_Exercise goal_. Give back all of the data exactly. Leave nothing out.

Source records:
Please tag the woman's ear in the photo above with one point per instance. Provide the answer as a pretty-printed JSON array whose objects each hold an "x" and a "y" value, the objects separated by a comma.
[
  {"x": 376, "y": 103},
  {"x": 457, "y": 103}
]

_Answer for the task_.
Please tag the woman's ear in the photo above with one point per instance. Provide the answer as a pretty-printed JSON array whose objects each hold an "x" and a "y" value, the objects separated by a comma.
[
  {"x": 376, "y": 103},
  {"x": 457, "y": 103}
]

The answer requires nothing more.